(Source records)
——
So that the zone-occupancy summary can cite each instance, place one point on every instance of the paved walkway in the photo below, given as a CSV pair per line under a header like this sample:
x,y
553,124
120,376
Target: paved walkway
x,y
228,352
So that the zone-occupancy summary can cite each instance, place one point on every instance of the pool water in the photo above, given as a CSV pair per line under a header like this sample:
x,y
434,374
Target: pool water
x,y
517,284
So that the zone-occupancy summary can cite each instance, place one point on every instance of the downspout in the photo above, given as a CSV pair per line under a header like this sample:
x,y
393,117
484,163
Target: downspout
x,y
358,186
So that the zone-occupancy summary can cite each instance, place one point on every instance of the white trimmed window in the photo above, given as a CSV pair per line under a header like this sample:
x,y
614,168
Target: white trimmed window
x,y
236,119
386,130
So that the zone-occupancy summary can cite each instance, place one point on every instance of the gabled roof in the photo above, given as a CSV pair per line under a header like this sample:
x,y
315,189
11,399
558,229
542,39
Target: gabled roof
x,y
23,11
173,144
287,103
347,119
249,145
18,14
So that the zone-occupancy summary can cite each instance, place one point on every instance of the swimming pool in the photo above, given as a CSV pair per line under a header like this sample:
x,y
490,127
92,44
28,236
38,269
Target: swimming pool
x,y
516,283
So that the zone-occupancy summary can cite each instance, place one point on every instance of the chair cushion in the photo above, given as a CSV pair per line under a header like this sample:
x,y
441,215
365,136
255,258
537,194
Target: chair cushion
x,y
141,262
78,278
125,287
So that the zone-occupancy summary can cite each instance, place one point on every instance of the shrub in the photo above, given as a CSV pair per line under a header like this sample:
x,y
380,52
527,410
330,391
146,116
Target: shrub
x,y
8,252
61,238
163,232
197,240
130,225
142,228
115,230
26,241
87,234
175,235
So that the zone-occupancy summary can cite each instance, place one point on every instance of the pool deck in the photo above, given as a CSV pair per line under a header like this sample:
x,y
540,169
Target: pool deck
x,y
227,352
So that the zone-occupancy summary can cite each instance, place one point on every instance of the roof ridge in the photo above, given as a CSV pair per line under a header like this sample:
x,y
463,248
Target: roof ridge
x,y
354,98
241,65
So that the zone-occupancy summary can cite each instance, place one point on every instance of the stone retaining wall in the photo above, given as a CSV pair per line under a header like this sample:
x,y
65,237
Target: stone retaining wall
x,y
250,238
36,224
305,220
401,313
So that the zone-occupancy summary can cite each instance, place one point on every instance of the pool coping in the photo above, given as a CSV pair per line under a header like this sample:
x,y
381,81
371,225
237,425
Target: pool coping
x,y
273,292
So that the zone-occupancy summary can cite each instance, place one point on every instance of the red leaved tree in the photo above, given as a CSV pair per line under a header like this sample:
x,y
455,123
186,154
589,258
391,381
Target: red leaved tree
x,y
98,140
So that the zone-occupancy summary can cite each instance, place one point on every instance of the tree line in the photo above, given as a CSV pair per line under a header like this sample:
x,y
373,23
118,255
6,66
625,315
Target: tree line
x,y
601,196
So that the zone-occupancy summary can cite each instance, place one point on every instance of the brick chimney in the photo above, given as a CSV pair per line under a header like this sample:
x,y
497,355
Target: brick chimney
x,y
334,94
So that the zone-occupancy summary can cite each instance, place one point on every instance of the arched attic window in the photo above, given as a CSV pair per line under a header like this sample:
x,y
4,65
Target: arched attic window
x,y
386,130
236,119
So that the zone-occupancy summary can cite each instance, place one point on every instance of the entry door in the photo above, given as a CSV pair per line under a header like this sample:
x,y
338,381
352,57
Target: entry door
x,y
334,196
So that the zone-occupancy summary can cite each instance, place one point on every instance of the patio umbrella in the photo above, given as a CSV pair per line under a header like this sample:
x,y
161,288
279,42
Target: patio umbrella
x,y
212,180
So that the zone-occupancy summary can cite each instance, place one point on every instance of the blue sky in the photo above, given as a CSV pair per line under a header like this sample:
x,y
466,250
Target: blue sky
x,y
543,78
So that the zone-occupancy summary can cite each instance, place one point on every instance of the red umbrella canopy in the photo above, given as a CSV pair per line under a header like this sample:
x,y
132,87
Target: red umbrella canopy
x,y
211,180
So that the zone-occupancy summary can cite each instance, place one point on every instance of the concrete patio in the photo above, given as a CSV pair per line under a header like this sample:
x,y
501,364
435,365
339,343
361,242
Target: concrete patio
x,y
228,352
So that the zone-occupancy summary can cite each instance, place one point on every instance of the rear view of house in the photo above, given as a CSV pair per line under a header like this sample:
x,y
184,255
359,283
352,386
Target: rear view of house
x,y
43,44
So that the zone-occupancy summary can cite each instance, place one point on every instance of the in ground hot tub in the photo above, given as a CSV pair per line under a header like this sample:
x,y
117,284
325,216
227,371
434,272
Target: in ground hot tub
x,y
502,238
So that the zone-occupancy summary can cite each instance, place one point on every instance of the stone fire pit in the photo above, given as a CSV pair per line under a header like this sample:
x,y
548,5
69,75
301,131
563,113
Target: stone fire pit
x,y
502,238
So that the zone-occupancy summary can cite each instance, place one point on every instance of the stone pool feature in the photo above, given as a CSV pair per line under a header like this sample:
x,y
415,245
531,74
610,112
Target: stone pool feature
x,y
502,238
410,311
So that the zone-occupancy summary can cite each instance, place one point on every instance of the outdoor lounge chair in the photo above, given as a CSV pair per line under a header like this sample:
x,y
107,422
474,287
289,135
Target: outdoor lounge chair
——
> **Activity**
Pick out every line above that holds the word "lounge" and copy it.

> **Expected answer**
So that the zone-occupancy summary can cite each instance, place one point on every instance of the outdoor lounge chair in the photo above, given as a CSV pair per line under a header like this sample:
Target: outdoor lounge chair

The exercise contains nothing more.